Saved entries
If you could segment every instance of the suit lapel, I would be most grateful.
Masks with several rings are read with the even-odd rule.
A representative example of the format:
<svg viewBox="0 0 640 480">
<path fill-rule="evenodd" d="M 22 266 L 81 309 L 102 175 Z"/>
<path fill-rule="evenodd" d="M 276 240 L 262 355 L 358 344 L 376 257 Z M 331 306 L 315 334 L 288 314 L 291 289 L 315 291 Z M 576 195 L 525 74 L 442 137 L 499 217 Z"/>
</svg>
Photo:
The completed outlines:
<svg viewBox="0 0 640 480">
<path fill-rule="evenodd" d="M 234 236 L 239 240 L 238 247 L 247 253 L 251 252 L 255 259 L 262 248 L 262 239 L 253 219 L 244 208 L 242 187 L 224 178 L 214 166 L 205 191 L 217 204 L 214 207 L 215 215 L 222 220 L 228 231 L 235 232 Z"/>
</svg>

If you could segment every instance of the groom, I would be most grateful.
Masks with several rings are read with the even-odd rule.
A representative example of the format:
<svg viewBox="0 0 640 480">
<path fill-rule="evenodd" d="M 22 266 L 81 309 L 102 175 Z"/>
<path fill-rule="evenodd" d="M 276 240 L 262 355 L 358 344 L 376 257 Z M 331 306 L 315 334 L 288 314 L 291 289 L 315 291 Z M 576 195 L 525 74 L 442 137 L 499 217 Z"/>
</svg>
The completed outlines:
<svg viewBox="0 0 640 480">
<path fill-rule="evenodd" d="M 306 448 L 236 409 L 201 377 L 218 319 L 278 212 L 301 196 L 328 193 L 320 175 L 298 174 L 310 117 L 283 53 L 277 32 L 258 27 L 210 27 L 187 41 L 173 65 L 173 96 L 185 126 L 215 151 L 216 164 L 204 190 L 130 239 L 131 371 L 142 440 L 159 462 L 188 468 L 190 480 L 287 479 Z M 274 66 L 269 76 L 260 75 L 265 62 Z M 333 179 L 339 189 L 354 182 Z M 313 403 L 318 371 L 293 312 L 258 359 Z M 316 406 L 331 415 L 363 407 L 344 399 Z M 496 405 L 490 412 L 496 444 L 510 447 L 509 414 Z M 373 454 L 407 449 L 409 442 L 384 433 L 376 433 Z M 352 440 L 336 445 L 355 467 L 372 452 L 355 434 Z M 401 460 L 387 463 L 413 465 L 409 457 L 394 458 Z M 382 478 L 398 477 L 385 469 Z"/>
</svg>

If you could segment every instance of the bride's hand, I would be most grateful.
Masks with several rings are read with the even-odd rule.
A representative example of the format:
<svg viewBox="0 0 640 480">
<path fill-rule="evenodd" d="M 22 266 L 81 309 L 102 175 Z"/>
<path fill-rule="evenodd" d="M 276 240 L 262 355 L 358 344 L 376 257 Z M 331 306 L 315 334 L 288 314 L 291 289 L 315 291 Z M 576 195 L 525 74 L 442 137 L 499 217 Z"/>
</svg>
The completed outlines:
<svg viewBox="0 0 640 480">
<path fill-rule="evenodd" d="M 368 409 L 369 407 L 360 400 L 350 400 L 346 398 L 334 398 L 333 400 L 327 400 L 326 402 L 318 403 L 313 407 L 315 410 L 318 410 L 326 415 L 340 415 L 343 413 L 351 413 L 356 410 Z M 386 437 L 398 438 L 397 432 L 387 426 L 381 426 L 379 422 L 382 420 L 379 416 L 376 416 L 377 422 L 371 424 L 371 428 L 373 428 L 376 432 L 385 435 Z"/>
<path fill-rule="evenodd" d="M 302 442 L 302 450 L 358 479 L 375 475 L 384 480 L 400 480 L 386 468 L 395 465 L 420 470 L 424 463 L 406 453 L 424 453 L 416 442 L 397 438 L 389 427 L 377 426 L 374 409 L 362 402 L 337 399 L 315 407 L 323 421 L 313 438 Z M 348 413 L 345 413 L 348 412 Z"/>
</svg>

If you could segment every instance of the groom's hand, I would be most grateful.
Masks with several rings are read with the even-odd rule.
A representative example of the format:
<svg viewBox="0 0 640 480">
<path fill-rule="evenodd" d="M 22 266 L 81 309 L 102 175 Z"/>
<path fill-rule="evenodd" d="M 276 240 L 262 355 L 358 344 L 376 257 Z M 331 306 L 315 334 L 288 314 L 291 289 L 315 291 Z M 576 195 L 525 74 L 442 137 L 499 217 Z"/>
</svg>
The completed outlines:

Your instructions — Reproduce every record word for word.

Your solution —
If you could segment every instance of the suit lapel, I would be most grateful.
Masks with several rings are read with the even-odd rule.
A representative example of the format:
<svg viewBox="0 0 640 480">
<path fill-rule="evenodd" d="M 22 266 L 81 309 L 102 175 Z"/>
<path fill-rule="evenodd" d="M 276 240 L 262 355 L 358 344 L 376 257 Z M 331 306 L 315 334 L 288 314 L 291 289 L 315 291 Z M 576 195 L 525 74 L 442 137 L 499 217 Z"/>
</svg>
Photo:
The completed outlines:
<svg viewBox="0 0 640 480">
<path fill-rule="evenodd" d="M 234 236 L 239 240 L 238 247 L 247 253 L 251 252 L 255 259 L 262 248 L 262 239 L 253 219 L 244 208 L 242 187 L 224 178 L 214 166 L 205 191 L 217 204 L 214 207 L 215 215 L 222 220 L 228 231 L 235 232 Z"/>
</svg>

If you could segment every instance of the groom, I would be most grateful.
Masks with several rings are read with the even-odd rule.
A representative example of the format:
<svg viewBox="0 0 640 480">
<path fill-rule="evenodd" d="M 22 266 L 81 309 L 102 175 Z"/>
<path fill-rule="evenodd" d="M 276 240 L 262 355 L 358 344 L 376 257 Z M 331 306 L 315 334 L 288 314 L 291 289 L 315 291 Z M 576 195 L 525 74 L 442 137 L 499 217 Z"/>
</svg>
The completed outlines:
<svg viewBox="0 0 640 480">
<path fill-rule="evenodd" d="M 306 448 L 236 409 L 201 377 L 218 319 L 278 212 L 301 196 L 328 193 L 320 175 L 298 174 L 310 117 L 283 53 L 277 32 L 258 27 L 210 27 L 187 41 L 173 65 L 173 96 L 185 126 L 215 151 L 216 164 L 204 190 L 130 239 L 131 371 L 142 440 L 159 462 L 188 468 L 190 480 L 287 479 Z M 274 66 L 269 76 L 260 75 L 265 62 Z M 333 179 L 339 189 L 354 182 Z M 313 403 L 318 371 L 293 312 L 258 359 Z M 316 406 L 331 415 L 363 407 L 344 399 Z M 496 405 L 490 412 L 496 444 L 510 447 L 509 414 Z M 373 454 L 407 449 L 409 442 L 384 433 L 376 433 Z M 352 440 L 336 445 L 355 467 L 372 452 L 355 434 Z M 401 460 L 387 463 L 413 465 L 409 457 L 394 458 Z M 382 478 L 398 477 L 385 469 Z"/>
</svg>

If you could segment every instance of the bride's hand, I would be most grateful.
Masks with several rings are read with the even-odd rule.
A representative example of the format:
<svg viewBox="0 0 640 480">
<path fill-rule="evenodd" d="M 22 266 L 81 309 L 102 175 Z"/>
<path fill-rule="evenodd" d="M 276 240 L 262 355 L 358 344 L 376 257 Z M 331 306 L 315 334 L 288 314 L 291 289 L 315 291 Z M 576 195 L 525 74 L 442 137 L 499 217 Z"/>
</svg>
The completed outlines:
<svg viewBox="0 0 640 480">
<path fill-rule="evenodd" d="M 368 409 L 369 407 L 360 400 L 350 400 L 346 398 L 334 398 L 333 400 L 327 400 L 326 402 L 318 403 L 313 407 L 315 410 L 318 410 L 326 415 L 340 415 L 343 413 L 351 413 L 356 410 Z M 386 437 L 398 438 L 397 432 L 387 426 L 381 426 L 379 422 L 382 420 L 379 416 L 376 416 L 377 422 L 371 424 L 371 428 L 373 428 L 376 432 L 385 435 Z"/>
<path fill-rule="evenodd" d="M 302 442 L 302 450 L 358 479 L 375 475 L 384 480 L 400 480 L 386 468 L 395 465 L 420 470 L 424 463 L 406 453 L 424 453 L 416 442 L 397 438 L 389 427 L 377 426 L 374 409 L 362 402 L 337 399 L 315 407 L 323 421 L 313 438 Z M 348 413 L 345 413 L 348 412 Z"/>
</svg>

If you could segment every instance of the groom's hand, I would be most grateful.
Masks with several rings are read with the even-odd rule.
A representative example of the format:
<svg viewBox="0 0 640 480">
<path fill-rule="evenodd" d="M 22 266 L 81 309 L 102 175 Z"/>
<path fill-rule="evenodd" d="M 276 240 L 262 355 L 358 344 L 376 257 Z M 331 306 L 315 334 L 288 314 L 291 289 L 315 291 Z M 576 195 L 525 74 L 442 137 L 499 217 Z"/>
</svg>
The completed outlines:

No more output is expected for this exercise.